■ ESTRATTO DALLA FONTE
________________________

Cosa accade, dal punto di
vista metodologico, quando si interviene sullo spazio interiore di un
manufatto del passato, lontano o vicino che sia, per rivitalizzarlo? In tali casi chi progetta agisce sul
contenuto stesso dell’architettura, opera,
praticamente e concettualmente, solo su una parte di un’unità
teoricamente indivisibile composta da involucro e invaso.
Lavorare
solo sull’interno di un manufatto, o prevalentemente su questo,
significa dividere lo spazio dalla realtà fisica della struttura
muraria e assumerlo, in definitiva, come un vuoto, non più uno
spazio con un senso e una morfologia, quindi come una materia da
plasmare e da caratterizzare.
Si
tratta di una nuova architettura composta da un interno ri-progettato
e da una struttura recuperata, sintesi dei valori del passato e del
presente, racconto dell’aspetto antico e delle esigenze
contemporanee, memoria attualizzata della vita dell’uomo, in
sintesi progetto improponibile ex novo e in grado di esistere solo
come tappa di un percorso ininterrotto della storia.

________________________

■ RICHIESTA
Rispondi a queste domande sul brano dedicato all'intervento sugli interni dei manufatti del passato:
1. Da quali due componenti è formata l'unità teoricamente indivisibile su cui chi progetta opera solo in parte?
2. Da che cosa si divide lo spazio quando si lavora solo sull'interno di un manufatto?
3. Di quali due elementi si compone la nuova architettura descritta?
L'elenco è materiale a sé, distinto dal brano.

■ ELENCO
________________________

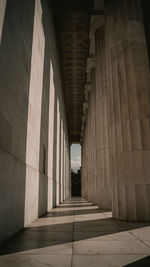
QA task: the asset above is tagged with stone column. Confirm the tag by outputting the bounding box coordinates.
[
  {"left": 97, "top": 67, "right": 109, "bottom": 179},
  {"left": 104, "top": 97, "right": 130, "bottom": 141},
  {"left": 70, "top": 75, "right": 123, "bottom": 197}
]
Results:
[
  {"left": 95, "top": 24, "right": 112, "bottom": 209},
  {"left": 105, "top": 0, "right": 150, "bottom": 221},
  {"left": 88, "top": 68, "right": 96, "bottom": 203}
]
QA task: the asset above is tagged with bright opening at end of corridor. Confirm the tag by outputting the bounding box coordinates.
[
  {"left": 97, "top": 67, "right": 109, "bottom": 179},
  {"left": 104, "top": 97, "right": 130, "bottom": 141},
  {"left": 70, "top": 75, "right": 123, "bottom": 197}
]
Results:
[{"left": 71, "top": 144, "right": 81, "bottom": 197}]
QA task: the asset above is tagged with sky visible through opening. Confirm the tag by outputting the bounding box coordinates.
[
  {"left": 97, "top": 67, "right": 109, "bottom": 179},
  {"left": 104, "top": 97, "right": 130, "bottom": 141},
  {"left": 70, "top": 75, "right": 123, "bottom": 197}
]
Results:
[{"left": 71, "top": 144, "right": 81, "bottom": 172}]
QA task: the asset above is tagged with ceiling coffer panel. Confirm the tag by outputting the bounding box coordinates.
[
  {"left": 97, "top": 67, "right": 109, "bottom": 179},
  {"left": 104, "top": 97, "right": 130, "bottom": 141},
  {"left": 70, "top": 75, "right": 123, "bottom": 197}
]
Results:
[{"left": 54, "top": 0, "right": 93, "bottom": 143}]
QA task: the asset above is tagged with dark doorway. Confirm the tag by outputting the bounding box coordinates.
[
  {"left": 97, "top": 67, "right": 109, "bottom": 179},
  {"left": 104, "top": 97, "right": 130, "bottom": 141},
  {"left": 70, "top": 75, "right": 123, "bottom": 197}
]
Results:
[
  {"left": 141, "top": 0, "right": 150, "bottom": 67},
  {"left": 71, "top": 144, "right": 81, "bottom": 197},
  {"left": 71, "top": 170, "right": 81, "bottom": 197}
]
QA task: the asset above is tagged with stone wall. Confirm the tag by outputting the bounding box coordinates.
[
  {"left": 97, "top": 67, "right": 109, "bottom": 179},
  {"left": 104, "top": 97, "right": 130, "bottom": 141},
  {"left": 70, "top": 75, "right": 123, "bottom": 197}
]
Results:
[{"left": 0, "top": 0, "right": 69, "bottom": 241}]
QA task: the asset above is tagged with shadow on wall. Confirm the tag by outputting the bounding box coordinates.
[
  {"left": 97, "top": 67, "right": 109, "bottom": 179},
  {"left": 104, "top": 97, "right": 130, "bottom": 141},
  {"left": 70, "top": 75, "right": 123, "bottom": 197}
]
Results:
[
  {"left": 38, "top": 1, "right": 51, "bottom": 216},
  {"left": 38, "top": 0, "right": 61, "bottom": 216},
  {"left": 0, "top": 0, "right": 35, "bottom": 241}
]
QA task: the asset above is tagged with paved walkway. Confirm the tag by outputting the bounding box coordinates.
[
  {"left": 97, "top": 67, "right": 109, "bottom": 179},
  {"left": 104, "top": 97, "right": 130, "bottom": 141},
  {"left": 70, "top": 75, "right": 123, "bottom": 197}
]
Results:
[{"left": 0, "top": 198, "right": 150, "bottom": 267}]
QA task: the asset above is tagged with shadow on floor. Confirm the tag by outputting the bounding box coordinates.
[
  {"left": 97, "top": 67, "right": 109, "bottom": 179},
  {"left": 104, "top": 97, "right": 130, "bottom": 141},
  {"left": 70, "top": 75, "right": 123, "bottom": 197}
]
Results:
[
  {"left": 124, "top": 256, "right": 150, "bottom": 267},
  {"left": 0, "top": 217, "right": 150, "bottom": 255},
  {"left": 41, "top": 206, "right": 108, "bottom": 218}
]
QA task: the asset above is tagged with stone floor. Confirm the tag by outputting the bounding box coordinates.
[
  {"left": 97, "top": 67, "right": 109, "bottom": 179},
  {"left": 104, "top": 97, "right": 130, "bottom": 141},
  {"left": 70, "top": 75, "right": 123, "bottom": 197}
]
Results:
[{"left": 0, "top": 198, "right": 150, "bottom": 267}]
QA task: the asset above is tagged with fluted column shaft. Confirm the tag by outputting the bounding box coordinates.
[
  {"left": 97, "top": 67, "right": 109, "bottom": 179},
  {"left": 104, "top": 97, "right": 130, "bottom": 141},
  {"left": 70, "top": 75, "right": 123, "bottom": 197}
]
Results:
[
  {"left": 105, "top": 0, "right": 150, "bottom": 221},
  {"left": 95, "top": 25, "right": 112, "bottom": 209}
]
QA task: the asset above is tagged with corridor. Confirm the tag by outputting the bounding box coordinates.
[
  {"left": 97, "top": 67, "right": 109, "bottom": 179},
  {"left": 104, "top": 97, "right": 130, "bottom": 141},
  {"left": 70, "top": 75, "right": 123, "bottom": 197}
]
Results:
[{"left": 0, "top": 198, "right": 150, "bottom": 267}]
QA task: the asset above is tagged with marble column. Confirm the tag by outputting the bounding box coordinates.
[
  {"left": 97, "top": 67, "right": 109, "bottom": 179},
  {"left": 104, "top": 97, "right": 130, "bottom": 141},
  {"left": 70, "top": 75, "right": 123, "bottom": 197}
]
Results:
[
  {"left": 105, "top": 0, "right": 150, "bottom": 221},
  {"left": 88, "top": 67, "right": 97, "bottom": 203},
  {"left": 95, "top": 25, "right": 112, "bottom": 209}
]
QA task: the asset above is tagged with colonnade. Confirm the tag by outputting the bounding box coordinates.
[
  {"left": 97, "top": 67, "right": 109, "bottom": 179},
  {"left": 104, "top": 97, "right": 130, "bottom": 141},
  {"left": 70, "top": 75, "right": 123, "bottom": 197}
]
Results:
[{"left": 81, "top": 0, "right": 150, "bottom": 221}]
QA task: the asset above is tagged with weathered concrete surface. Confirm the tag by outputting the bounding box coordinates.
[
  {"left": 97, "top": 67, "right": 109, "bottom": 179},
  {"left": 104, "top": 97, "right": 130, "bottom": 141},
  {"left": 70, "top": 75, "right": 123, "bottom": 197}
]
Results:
[
  {"left": 0, "top": 198, "right": 150, "bottom": 267},
  {"left": 105, "top": 0, "right": 150, "bottom": 221},
  {"left": 0, "top": 0, "right": 69, "bottom": 241}
]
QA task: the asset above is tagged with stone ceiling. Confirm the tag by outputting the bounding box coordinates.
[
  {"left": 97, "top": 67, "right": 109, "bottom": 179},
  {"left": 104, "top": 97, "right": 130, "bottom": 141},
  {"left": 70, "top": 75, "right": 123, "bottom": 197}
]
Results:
[{"left": 53, "top": 0, "right": 103, "bottom": 143}]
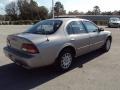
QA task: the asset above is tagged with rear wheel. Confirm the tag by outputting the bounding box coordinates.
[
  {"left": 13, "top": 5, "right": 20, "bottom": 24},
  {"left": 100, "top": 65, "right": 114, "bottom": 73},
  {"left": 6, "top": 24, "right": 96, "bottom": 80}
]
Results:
[
  {"left": 56, "top": 49, "right": 74, "bottom": 71},
  {"left": 103, "top": 38, "right": 111, "bottom": 52}
]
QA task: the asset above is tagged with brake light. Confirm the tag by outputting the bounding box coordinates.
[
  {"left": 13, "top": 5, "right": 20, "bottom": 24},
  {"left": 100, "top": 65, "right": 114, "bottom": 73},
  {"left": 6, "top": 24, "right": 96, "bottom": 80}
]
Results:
[{"left": 22, "top": 43, "right": 39, "bottom": 54}]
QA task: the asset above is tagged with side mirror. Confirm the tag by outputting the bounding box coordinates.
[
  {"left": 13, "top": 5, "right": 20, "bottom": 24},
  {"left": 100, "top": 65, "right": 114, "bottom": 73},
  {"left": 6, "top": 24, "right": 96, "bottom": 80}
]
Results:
[{"left": 98, "top": 28, "right": 104, "bottom": 32}]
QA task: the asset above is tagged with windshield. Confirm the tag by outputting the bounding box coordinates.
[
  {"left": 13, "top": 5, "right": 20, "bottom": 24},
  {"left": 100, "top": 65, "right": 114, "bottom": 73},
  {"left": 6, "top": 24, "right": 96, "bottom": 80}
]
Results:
[{"left": 26, "top": 20, "right": 62, "bottom": 35}]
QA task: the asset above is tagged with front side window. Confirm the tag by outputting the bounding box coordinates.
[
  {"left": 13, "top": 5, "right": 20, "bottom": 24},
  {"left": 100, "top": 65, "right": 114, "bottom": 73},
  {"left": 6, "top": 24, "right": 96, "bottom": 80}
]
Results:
[
  {"left": 67, "top": 21, "right": 86, "bottom": 34},
  {"left": 26, "top": 20, "right": 62, "bottom": 35},
  {"left": 83, "top": 21, "right": 98, "bottom": 32}
]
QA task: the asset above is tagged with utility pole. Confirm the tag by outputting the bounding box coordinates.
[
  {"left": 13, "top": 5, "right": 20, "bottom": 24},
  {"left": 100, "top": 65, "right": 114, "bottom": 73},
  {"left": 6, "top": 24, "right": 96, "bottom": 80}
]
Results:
[
  {"left": 52, "top": 0, "right": 55, "bottom": 19},
  {"left": 0, "top": 8, "right": 6, "bottom": 21}
]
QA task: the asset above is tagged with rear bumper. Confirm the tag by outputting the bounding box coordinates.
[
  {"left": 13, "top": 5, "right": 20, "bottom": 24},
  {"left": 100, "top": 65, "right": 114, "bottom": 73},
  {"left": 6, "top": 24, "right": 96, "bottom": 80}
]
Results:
[{"left": 4, "top": 47, "right": 34, "bottom": 69}]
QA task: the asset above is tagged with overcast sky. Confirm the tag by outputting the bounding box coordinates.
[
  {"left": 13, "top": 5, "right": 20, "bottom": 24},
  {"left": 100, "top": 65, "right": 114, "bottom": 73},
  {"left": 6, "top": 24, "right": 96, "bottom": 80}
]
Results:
[{"left": 0, "top": 0, "right": 120, "bottom": 14}]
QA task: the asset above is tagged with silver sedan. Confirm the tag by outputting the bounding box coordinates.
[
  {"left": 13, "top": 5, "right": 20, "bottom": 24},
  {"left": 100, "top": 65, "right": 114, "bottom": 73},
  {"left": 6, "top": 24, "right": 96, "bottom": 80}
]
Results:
[{"left": 4, "top": 18, "right": 112, "bottom": 71}]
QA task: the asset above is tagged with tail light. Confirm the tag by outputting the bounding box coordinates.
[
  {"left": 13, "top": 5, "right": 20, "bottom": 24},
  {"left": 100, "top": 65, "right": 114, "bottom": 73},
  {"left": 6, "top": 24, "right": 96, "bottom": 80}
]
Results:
[{"left": 22, "top": 43, "right": 39, "bottom": 54}]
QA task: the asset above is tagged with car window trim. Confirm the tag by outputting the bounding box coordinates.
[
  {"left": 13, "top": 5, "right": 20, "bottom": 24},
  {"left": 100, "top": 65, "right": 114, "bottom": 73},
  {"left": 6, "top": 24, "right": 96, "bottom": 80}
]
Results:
[
  {"left": 66, "top": 21, "right": 88, "bottom": 35},
  {"left": 82, "top": 21, "right": 99, "bottom": 33}
]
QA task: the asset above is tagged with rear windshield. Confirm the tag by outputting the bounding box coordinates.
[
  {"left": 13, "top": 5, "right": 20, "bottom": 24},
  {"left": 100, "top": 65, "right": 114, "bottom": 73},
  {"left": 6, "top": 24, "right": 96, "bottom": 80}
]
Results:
[
  {"left": 26, "top": 20, "right": 62, "bottom": 35},
  {"left": 110, "top": 18, "right": 120, "bottom": 21}
]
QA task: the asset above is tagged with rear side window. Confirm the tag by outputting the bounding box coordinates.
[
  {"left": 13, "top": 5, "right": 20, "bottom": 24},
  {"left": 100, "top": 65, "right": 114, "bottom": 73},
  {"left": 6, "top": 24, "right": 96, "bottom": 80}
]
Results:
[
  {"left": 67, "top": 21, "right": 86, "bottom": 34},
  {"left": 83, "top": 21, "right": 98, "bottom": 32},
  {"left": 26, "top": 20, "right": 62, "bottom": 35}
]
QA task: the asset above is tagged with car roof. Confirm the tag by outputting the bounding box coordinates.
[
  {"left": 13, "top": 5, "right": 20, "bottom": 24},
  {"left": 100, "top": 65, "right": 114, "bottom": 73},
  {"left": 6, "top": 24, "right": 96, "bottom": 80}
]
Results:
[{"left": 49, "top": 18, "right": 89, "bottom": 22}]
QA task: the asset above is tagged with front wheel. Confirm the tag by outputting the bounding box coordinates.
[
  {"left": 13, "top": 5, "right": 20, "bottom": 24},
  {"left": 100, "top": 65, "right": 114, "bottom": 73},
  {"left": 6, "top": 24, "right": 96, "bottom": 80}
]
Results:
[{"left": 57, "top": 49, "right": 73, "bottom": 71}]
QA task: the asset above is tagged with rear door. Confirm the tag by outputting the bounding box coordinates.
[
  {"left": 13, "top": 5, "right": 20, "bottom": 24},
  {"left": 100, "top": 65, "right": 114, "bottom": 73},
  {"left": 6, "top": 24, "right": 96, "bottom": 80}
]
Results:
[
  {"left": 67, "top": 21, "right": 90, "bottom": 55},
  {"left": 83, "top": 21, "right": 103, "bottom": 51}
]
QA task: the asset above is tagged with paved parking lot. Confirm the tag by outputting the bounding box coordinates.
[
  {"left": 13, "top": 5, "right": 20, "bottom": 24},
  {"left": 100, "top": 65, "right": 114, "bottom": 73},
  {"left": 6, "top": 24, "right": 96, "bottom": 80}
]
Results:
[{"left": 0, "top": 25, "right": 120, "bottom": 90}]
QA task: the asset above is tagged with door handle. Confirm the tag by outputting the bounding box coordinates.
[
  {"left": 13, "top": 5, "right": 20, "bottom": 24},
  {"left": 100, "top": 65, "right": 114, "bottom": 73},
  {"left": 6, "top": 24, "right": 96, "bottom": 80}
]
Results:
[{"left": 71, "top": 38, "right": 75, "bottom": 41}]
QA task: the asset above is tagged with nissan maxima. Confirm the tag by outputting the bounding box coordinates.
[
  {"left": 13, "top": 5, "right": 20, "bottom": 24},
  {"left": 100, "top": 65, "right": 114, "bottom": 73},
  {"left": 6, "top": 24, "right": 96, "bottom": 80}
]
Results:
[{"left": 4, "top": 18, "right": 112, "bottom": 71}]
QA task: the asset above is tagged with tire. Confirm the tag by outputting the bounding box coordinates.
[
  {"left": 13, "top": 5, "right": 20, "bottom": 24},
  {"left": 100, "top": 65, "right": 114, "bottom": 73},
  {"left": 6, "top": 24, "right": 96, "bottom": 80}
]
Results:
[
  {"left": 56, "top": 49, "right": 74, "bottom": 71},
  {"left": 102, "top": 38, "right": 111, "bottom": 52}
]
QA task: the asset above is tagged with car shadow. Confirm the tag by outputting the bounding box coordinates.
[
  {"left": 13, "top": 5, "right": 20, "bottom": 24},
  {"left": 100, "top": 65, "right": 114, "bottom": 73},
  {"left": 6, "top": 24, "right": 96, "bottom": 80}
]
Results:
[{"left": 0, "top": 50, "right": 104, "bottom": 90}]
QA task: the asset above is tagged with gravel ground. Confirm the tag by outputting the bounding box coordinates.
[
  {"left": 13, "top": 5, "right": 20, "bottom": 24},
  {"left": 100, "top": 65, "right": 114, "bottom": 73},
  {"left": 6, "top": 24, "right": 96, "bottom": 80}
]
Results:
[{"left": 0, "top": 25, "right": 120, "bottom": 90}]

________________________

■ SOLUZIONE DEL PROBLEMA
1. Da involucro e invaso.
2. Dalla realtà fisica della struttura muraria.
3. Di un interno ri-progettato e di una struttura recuperata.